— What you should do —
Duplicate the lines of the records below, starting at the line containing "pink wristband, each" and ending at the line containing "pixel 148 450", both included.

⟨

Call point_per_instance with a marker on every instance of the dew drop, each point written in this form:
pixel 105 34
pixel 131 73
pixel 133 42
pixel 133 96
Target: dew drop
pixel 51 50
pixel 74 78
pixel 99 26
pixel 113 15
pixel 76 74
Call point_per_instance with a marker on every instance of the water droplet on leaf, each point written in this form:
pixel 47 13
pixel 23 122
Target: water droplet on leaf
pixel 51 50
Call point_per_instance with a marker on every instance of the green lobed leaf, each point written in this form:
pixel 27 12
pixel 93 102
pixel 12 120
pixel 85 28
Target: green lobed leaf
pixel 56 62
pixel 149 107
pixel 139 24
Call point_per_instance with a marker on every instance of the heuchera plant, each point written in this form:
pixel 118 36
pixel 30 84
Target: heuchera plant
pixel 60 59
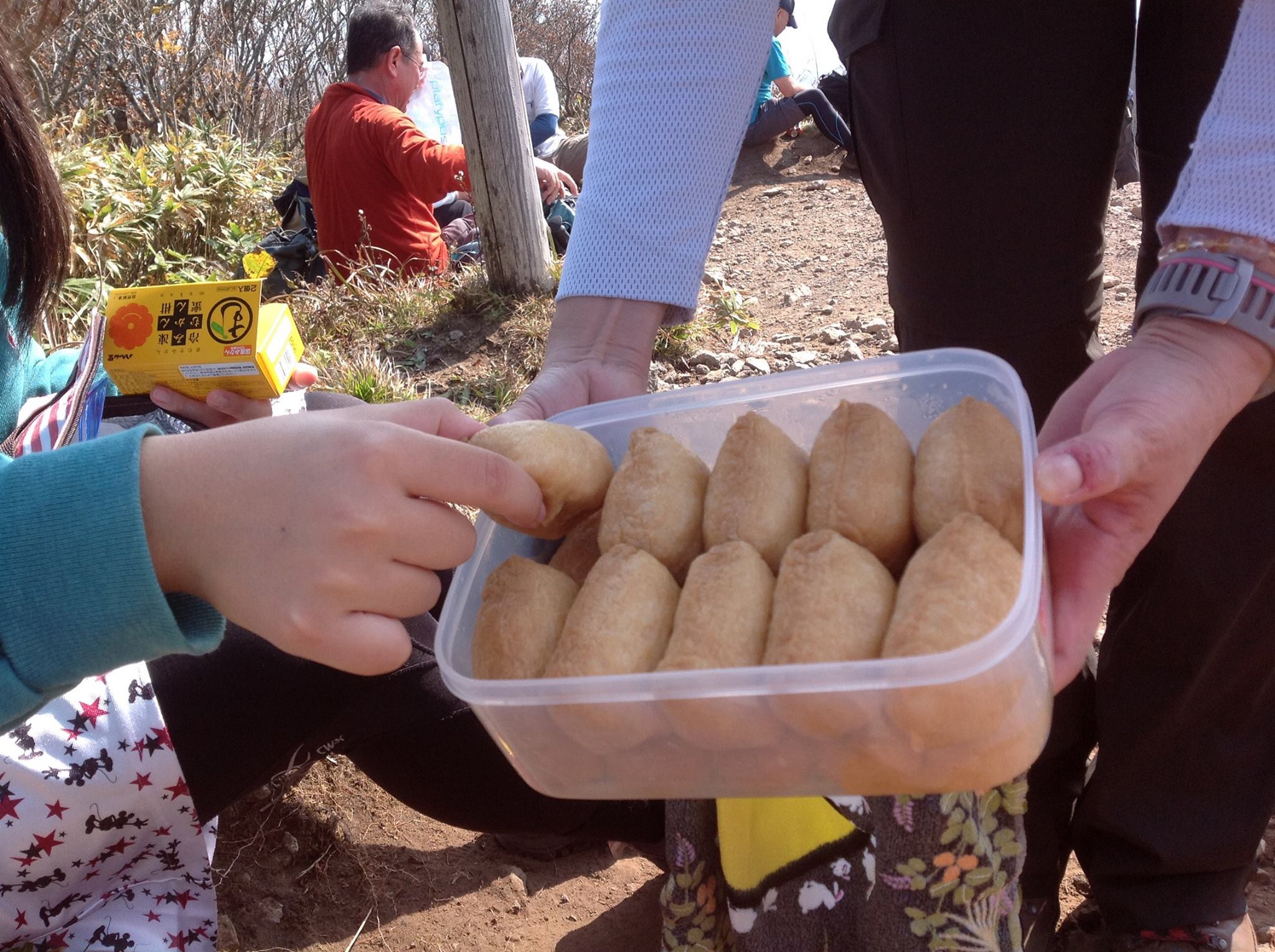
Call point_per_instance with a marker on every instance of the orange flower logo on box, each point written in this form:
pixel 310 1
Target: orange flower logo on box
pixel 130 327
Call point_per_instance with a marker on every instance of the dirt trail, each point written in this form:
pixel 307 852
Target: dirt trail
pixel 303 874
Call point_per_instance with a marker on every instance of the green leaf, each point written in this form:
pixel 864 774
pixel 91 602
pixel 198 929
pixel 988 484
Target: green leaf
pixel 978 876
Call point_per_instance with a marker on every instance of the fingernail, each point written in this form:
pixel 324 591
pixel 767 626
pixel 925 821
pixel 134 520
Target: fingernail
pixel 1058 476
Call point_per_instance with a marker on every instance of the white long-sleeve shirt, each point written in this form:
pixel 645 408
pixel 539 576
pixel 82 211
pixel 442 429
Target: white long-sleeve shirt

⟩
⟨

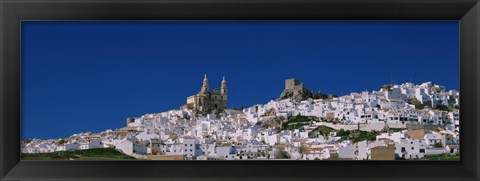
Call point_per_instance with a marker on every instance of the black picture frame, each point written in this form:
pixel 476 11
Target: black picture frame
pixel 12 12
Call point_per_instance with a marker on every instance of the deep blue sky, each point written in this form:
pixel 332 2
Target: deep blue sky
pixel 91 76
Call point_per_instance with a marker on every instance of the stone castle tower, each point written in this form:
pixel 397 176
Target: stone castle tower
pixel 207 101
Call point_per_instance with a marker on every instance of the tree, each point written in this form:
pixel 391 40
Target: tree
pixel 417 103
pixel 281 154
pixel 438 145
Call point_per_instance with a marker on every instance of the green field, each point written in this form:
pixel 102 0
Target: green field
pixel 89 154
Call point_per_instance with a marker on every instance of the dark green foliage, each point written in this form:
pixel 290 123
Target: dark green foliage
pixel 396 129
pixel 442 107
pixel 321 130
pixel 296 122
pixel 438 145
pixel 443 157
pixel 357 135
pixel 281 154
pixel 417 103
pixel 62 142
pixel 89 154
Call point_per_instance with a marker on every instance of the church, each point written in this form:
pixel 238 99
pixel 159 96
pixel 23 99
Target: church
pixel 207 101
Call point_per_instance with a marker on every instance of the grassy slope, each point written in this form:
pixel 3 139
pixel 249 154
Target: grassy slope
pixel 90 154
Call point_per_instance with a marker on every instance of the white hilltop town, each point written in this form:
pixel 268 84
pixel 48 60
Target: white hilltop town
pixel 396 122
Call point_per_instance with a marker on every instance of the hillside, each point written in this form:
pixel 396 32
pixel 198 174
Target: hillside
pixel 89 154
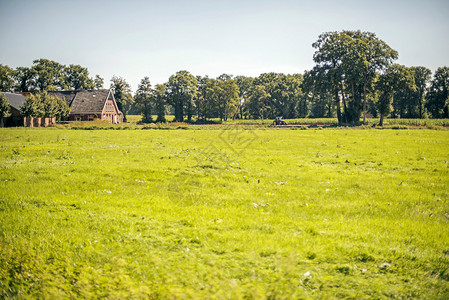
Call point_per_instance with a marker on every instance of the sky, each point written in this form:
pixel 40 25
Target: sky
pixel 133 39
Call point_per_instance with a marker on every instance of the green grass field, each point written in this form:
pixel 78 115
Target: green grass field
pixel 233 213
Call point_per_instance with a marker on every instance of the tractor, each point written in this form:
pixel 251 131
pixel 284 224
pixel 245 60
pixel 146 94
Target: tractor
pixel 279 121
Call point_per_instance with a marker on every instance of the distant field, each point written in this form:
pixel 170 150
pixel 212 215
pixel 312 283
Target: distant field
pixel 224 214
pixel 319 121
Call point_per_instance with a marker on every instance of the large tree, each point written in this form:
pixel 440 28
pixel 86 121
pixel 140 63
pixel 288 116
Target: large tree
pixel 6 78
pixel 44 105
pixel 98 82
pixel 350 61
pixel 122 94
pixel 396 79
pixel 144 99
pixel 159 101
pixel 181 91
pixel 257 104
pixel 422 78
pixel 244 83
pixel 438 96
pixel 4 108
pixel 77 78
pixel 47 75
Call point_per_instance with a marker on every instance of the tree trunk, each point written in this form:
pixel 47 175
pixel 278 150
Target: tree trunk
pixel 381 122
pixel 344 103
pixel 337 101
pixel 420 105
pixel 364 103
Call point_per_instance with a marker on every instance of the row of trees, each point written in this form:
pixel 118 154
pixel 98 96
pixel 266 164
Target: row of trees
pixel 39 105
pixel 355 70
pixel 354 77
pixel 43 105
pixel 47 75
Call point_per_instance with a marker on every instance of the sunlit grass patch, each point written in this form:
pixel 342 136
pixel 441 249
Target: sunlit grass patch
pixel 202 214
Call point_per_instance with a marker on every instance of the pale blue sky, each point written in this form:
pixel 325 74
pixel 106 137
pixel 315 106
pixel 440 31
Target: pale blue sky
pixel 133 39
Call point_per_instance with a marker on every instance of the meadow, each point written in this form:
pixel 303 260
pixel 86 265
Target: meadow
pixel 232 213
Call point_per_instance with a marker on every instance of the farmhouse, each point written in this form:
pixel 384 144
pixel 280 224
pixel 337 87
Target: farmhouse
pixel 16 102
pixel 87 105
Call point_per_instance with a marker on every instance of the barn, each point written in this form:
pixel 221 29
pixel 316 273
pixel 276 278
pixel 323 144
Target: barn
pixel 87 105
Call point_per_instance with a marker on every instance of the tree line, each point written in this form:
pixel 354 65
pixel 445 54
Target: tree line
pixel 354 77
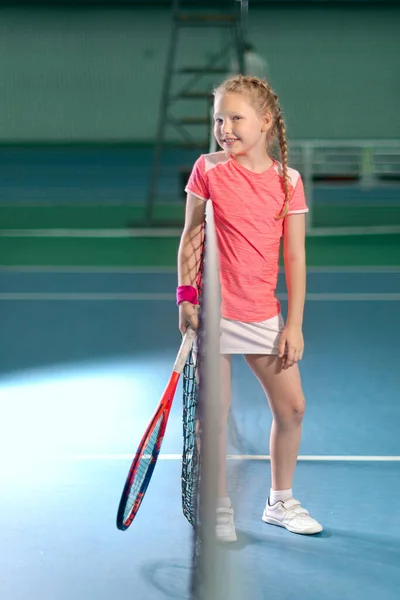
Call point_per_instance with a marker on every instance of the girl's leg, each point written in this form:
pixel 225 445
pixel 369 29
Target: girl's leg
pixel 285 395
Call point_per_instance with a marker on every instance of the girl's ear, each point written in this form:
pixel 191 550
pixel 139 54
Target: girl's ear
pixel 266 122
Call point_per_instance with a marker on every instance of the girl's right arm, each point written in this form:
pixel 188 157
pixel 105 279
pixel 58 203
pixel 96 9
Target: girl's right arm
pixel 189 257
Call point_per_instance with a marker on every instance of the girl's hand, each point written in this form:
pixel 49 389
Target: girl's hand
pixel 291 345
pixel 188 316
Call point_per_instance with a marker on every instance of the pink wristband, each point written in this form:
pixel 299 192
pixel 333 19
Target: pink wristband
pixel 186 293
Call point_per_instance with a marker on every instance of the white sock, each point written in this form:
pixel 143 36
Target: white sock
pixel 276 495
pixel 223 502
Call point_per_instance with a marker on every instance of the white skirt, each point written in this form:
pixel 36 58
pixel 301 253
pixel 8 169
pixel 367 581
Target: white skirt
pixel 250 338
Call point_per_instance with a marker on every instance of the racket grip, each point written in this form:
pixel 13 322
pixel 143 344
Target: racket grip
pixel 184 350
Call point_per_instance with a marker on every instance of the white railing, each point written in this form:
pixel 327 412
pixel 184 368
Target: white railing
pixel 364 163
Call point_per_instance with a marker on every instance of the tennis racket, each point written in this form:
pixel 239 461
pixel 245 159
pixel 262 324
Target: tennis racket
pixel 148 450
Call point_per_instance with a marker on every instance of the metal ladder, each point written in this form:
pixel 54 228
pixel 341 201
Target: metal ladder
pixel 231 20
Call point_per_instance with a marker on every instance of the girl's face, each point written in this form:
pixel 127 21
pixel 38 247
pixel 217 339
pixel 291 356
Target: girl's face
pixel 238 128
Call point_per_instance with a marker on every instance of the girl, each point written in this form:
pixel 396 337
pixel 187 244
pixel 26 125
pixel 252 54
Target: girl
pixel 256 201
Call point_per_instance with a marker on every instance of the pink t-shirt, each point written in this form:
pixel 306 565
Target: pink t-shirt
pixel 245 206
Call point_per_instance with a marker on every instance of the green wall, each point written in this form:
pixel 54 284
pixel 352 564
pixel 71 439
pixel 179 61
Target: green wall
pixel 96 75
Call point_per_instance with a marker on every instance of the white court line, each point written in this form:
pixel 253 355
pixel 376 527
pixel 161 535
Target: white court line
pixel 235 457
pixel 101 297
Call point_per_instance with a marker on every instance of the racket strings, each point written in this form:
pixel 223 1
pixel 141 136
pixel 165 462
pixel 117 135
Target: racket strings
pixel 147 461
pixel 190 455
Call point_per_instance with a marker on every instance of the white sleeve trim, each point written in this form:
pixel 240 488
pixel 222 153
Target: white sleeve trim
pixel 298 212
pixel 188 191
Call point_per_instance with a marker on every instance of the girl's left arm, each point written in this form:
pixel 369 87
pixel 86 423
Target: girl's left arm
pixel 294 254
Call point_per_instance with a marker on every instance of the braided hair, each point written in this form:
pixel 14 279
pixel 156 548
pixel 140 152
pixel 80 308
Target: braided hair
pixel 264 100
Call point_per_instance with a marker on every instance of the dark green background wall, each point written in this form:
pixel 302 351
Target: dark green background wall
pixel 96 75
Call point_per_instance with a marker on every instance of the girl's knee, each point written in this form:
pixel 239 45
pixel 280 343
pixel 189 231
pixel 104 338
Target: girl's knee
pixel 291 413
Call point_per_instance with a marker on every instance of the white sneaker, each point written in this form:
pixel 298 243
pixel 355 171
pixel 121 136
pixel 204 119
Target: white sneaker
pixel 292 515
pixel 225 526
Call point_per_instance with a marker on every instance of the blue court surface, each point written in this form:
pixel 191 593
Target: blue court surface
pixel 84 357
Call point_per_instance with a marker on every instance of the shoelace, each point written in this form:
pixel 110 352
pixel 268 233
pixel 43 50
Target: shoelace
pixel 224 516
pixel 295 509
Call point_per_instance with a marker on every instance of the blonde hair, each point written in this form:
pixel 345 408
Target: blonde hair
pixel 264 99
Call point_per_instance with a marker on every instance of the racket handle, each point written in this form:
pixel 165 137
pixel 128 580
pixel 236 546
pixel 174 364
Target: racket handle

⟩

— The result —
Call point_per_instance with a marker on every instance of the pink wristband, each point written in this form:
pixel 299 192
pixel 333 19
Target: pink wristband
pixel 186 293
Call point_per_instance with a marker on every instance of the white sock, each point written in this form:
pixel 143 36
Target: white sock
pixel 276 495
pixel 223 502
Call point_per_instance with a marker on every instance of the white skirt, each point written in this form:
pixel 36 58
pixel 301 253
pixel 8 169
pixel 367 581
Target: white skirt
pixel 250 338
Call point_per_instance with a marker on every instance of the racket grip, each point written in this form:
pixel 13 322
pixel 143 344
Target: racket grip
pixel 184 350
Call point_per_instance with a marker on every instance of the white railing, each point written in this form:
pixel 327 412
pixel 184 368
Target: white railing
pixel 364 163
Call point_per_instance with a marker on every instance of the tennis racket, each point written in this form:
pixel 239 461
pixel 245 159
pixel 262 324
Target: tennis racket
pixel 148 450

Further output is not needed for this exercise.